Instructions to follow: Render the records as a Markdown table with the columns Row and Line, starting at the line with "[point] at the brown" and continuing up to and including the last line of the records, with blank lines skipped. Leave the pictures out.

Extracted data:
^^^^

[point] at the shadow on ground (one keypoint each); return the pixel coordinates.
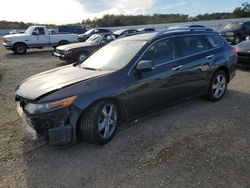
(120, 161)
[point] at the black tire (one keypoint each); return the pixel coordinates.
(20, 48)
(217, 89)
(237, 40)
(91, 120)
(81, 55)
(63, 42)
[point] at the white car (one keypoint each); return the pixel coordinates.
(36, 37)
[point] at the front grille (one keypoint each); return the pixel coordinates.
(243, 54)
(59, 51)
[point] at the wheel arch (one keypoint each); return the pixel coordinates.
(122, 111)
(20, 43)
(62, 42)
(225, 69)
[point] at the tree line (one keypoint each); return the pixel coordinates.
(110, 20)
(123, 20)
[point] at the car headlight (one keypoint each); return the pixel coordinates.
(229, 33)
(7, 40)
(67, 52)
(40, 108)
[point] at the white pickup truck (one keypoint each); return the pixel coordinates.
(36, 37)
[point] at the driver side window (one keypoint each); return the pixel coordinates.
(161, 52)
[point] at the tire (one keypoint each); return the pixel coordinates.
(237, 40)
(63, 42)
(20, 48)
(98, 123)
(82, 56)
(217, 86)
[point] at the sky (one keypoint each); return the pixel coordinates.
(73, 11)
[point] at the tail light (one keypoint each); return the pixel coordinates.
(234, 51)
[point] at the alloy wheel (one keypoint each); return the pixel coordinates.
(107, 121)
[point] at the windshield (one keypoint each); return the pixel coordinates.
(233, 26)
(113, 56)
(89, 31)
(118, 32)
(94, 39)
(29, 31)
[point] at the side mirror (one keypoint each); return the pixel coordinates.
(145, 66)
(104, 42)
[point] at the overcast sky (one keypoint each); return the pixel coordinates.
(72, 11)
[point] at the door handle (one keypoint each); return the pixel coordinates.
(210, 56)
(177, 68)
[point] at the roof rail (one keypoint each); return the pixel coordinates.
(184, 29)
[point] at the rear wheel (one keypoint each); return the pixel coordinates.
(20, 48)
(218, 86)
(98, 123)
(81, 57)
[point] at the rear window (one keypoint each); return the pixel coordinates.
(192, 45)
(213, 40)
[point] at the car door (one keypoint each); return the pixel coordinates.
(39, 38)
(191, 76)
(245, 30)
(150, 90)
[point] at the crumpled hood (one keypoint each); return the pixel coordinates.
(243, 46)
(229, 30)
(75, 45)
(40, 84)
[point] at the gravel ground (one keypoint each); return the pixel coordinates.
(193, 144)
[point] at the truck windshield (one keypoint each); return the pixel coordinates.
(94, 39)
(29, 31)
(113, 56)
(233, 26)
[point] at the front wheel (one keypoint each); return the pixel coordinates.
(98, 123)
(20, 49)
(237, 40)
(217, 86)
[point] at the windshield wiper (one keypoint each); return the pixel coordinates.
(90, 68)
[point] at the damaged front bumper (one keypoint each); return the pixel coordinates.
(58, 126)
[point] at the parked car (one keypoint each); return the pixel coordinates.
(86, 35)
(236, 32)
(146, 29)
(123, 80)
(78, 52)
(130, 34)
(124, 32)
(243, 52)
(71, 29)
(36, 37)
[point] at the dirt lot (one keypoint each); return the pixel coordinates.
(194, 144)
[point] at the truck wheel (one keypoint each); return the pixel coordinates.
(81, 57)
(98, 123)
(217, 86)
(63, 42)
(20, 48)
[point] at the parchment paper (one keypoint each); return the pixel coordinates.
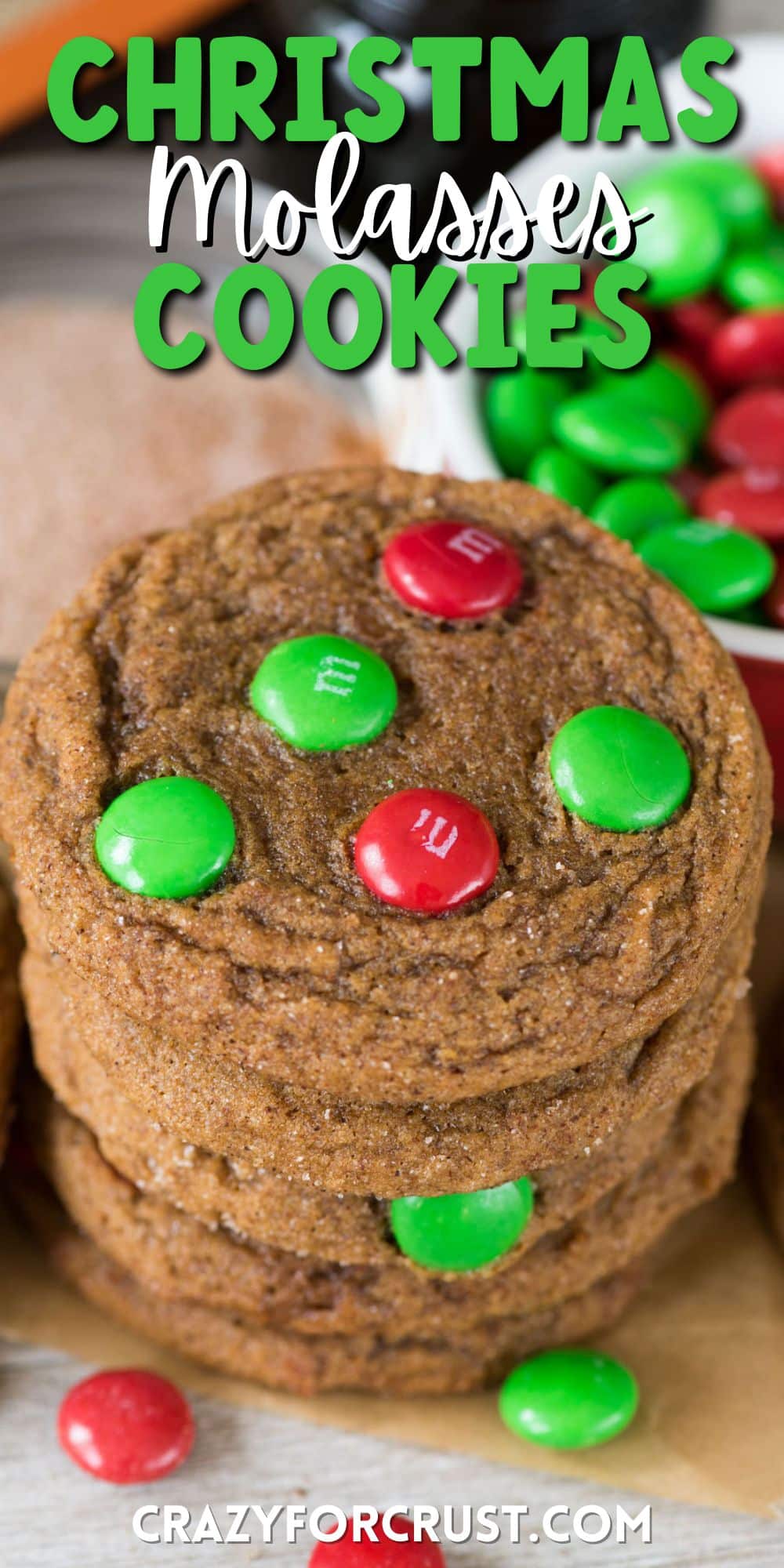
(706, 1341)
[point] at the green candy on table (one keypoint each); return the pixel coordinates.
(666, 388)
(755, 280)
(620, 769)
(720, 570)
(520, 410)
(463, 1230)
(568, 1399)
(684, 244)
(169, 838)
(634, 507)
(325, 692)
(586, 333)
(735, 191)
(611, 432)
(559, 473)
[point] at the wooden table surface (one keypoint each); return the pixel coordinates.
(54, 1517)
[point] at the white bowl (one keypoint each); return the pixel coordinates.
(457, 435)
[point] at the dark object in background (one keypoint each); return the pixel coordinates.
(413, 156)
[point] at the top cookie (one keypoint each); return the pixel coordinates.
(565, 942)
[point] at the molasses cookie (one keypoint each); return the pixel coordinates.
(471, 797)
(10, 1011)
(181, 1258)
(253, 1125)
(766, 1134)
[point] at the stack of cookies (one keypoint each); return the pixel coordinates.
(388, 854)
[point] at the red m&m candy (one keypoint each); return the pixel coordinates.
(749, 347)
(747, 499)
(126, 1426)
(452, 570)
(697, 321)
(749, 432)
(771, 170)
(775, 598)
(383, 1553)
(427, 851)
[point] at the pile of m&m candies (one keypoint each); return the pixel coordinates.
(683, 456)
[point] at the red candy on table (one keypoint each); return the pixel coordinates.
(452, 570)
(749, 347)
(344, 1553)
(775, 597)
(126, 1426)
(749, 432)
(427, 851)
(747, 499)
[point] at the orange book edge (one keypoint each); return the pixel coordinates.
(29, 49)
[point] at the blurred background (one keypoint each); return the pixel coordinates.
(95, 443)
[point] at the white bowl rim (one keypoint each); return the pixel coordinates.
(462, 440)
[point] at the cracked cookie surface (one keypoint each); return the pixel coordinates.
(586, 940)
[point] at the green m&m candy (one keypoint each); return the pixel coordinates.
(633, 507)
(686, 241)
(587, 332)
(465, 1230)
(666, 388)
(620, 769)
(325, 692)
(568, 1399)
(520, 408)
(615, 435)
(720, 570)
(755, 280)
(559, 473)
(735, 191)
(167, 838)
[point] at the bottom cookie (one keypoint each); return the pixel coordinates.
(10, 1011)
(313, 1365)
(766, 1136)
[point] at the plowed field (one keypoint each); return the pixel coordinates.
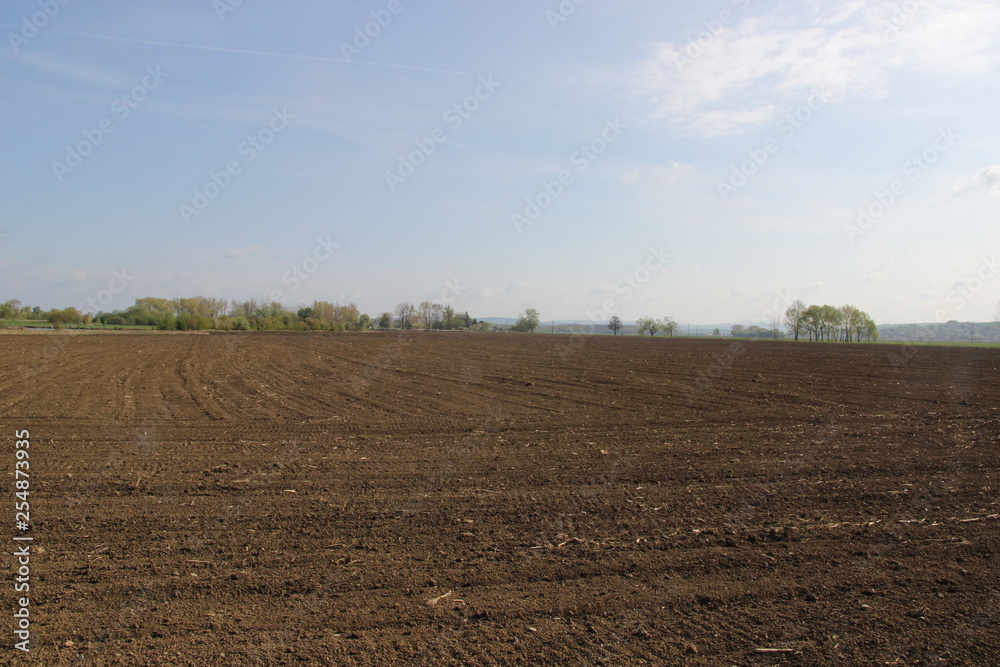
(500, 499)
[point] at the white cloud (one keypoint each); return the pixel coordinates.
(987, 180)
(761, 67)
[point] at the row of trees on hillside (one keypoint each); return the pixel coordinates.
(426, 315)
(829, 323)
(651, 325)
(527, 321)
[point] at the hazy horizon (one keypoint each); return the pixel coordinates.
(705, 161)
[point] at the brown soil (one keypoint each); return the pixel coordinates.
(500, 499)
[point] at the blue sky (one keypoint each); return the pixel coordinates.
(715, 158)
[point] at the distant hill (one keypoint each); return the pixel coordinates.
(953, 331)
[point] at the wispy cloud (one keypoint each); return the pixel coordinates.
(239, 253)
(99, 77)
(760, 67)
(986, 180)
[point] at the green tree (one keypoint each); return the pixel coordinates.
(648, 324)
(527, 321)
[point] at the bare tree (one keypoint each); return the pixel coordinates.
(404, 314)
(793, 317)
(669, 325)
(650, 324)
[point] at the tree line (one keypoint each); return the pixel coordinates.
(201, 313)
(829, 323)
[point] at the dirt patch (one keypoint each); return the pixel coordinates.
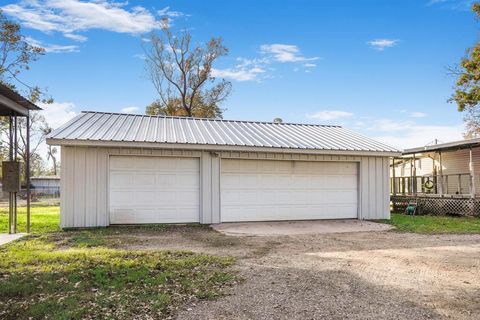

^^^^

Finished exercise:
| Row | Line |
|---|---|
| 1 | [point] at the brown soil (one keypoint each); return the pixel coordinates. |
| 2 | (500, 499) |
| 3 | [point] at the blue sky (one keypoint each); return the pixel coordinates. |
| 4 | (715, 158) |
| 5 | [point] at the distant hill (one keypoint each); return the pixel coordinates. |
| 6 | (953, 331) |
| 7 | [point] at the wispy cloud (one keypoint each); return the pixel coordinates. |
| 8 | (239, 253) |
| 9 | (99, 77) |
| 10 | (760, 67) |
| 11 | (986, 180) |
| 12 | [point] at the green tree (one keypoint each); return the pixel coordinates. |
| 13 | (648, 324) |
| 14 | (527, 321) |
| 15 | [point] at the bare tree (one keypoint each); return the pixel coordinates. |
| 16 | (404, 314) |
| 17 | (793, 317) |
| 18 | (669, 325) |
| 19 | (650, 324) |
| 20 | [point] at the tree line (one keypoint each); return the pixel coordinates. |
| 21 | (201, 313) |
| 22 | (829, 323) |
| 23 | [point] at the dirt patch (one keypoint each); return the pixel coordinates. |